++++ PASSAGE GIVEN

By the time Georg Meier was snapped “aviating” his kompressor-equipped, boxer-engined racer while on his way to the Senior TT win on the Isle of Man in 1939, BMW had become a high flier in the motorcycle business, just two decades after being grounded from loftier pursuits.
With his Tourist Trophy victory, Meier not only became the first “continental” to beat the bike-mad Brits in their own backyard island playground, but conclusively affirmed BMW was a force to be reckoned with on the international stage.
BMW Motorrad – as the motorcycle division that launched what has become one of the world’s best-known brands on two or four wheels is known – is celebrating its 90th anniversary this year.
“Things must go on, friends. What are we going to make?” That was the question asked by Franz Joseph Popp, then boss of recently ex-aero-engine-builder Bayerische Motoren Werke, as the 1920s dawned. The emphatic answer, according to Horst Monnich in his company history, came from practical engineer and long-time bike enthusiast, Martin Stolle: “Motorcycles.”
In the aftermath of the restructuring of aircraft-engine company Rapp Motorenwerke, from which BMW emerged in 1917, and the end of the First World War, which brought with it stiff sanctions against aero-engine production, BMW’s survival plans had become ground-bound.
It dabbled in shoe-making machinery, pots and pans, air brakes and car and truck engines, but desperately needed a core product, which would turn out to be motorcycles.
It already had an engine, originally intended for industrial use, but which was already powering a motorcycle. Inspiration for this first flat-twin to be embossed with a BMW badge came from British brand Douglas, Stolle’s ride of choice.
According to Monnich, Stolle took apart the engine from his latest Douglas, a horizontally-opposed twin mounted fore and aft in the frame, and laid out the bits on a bench for technical director Max Friz.
The insights they garnered resulted in the M2B 15 motor, initially supplied to motorcycle maker Victoria Werke, and also to a former aircraft maker, Bayerische Flugzeugwerke, for its Helios motorcycle model. BMW acquired the latter company in 1922 and, along with it, the poorly designed Helios and a motorized bicycle called the Flink.
The Helios proved hopeless, and was soon discarded in favour of what would become the first true BMW, the R32 of 1923, which proved to be something special. It not only launched the company into the two-wheeled world at that year’s Berlin Motor Show, but established the basic design that still defines the BMW bike brand nine decades later.
It was a handsome machine, with a triangular tank, adorned with BMW blue-and-white propeller badges, slung under the top tubes of its rigid rear/leaf-sprung, leading-link forks frame, and deeply valanced fenders, finished in gleaming black with white striping.
But it was the engine layout and final drive that really set it apart. The M2B33 version of the boxer engine now sat cross-wise in the frame, which solved the problem of cooling the inline version’s rear cylinder, and allowed for a shorter wheelbase for improved handling. British bike-builder ABC was the first to do this, in 1918, but was ending motorcycle production just as BMW was starting.

++++++++

• [DIRECTIVES]:
(a) According to the BMW motorcycle history passage, which model was the first true BMW?
(b) In the BMW motorcycle history passage, rename "Douglas" to "Norton" in the part between "It already had" and "director Max Friz.", inclusive.
The collected data after this point is separate from the BMW motorcycle history passage.

++++ SUPPLIED MATERIAL

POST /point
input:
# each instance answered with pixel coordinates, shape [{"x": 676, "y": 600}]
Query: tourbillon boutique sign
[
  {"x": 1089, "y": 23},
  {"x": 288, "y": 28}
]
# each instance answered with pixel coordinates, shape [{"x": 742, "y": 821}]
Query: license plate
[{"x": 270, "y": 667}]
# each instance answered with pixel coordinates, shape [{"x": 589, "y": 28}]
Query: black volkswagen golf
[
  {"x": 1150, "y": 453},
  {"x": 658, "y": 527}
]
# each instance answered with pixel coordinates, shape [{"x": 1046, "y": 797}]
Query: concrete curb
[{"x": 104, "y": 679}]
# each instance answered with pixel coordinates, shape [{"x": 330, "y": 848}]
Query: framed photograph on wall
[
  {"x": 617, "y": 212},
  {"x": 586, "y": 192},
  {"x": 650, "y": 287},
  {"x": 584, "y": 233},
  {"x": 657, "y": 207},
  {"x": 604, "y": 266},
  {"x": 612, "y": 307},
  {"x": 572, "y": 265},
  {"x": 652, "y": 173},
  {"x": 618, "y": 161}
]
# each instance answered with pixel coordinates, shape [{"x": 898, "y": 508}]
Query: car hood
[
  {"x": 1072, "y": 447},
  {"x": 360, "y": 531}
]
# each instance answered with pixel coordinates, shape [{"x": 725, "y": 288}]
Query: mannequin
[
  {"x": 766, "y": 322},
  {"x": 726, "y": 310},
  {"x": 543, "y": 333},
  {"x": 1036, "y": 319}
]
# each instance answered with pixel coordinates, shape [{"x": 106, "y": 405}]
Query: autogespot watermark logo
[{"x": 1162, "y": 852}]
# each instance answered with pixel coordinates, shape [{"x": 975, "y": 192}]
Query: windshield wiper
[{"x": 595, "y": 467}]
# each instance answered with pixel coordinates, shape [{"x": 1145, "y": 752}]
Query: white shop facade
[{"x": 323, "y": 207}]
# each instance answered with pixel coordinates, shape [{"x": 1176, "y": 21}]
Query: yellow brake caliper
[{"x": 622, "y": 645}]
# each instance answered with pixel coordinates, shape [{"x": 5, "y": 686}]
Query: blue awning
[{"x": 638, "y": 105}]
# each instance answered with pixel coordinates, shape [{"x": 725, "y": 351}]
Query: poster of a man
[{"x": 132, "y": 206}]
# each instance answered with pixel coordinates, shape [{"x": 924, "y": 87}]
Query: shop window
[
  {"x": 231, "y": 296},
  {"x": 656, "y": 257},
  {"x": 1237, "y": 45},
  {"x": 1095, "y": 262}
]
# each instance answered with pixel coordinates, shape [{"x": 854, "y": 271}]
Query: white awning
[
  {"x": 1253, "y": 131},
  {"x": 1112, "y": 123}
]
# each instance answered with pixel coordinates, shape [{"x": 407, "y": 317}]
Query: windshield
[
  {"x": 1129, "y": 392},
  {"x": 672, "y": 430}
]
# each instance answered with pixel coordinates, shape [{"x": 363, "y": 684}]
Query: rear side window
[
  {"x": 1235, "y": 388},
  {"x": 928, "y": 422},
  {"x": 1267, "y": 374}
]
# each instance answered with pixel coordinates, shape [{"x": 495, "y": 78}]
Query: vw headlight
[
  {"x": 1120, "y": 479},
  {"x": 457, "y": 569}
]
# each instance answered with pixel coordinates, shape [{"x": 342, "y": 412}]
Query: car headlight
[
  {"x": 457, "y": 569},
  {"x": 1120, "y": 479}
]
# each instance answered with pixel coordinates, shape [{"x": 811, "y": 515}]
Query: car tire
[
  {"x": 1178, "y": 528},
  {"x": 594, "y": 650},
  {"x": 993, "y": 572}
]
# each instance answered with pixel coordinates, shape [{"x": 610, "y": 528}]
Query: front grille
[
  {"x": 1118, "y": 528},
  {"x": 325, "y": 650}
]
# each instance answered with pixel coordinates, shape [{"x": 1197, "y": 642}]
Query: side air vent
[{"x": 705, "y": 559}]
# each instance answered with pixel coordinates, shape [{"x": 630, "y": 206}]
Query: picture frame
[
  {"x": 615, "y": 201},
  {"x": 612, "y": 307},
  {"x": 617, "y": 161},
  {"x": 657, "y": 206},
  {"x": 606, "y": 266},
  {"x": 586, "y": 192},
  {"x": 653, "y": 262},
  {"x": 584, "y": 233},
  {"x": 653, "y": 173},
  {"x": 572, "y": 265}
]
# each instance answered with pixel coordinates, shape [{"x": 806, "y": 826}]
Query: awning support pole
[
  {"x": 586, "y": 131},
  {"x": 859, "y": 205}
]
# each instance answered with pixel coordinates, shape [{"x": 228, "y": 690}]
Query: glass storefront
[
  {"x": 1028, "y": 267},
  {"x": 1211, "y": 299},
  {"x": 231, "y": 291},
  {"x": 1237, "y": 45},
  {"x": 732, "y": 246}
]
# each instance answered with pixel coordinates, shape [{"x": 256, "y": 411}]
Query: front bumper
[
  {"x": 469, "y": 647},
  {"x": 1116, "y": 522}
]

++++++++

• [ANSWERS TO THE PROBLEMS]:
(a) The R32 of 1923.

(b)
It already had an engine, originally intended for industrial use, but which was already powering a motorcycle. Inspiration for this first flat-twin to be embossed with a BMW badge came from British brand Norton, Stolle’s ride of choice.
According to Monnich, Stolle took apart the engine from his latest Norton, a horizontally-opposed twin mounted fore and aft in the frame, and laid out the bits on a bench for technical director Max Friz.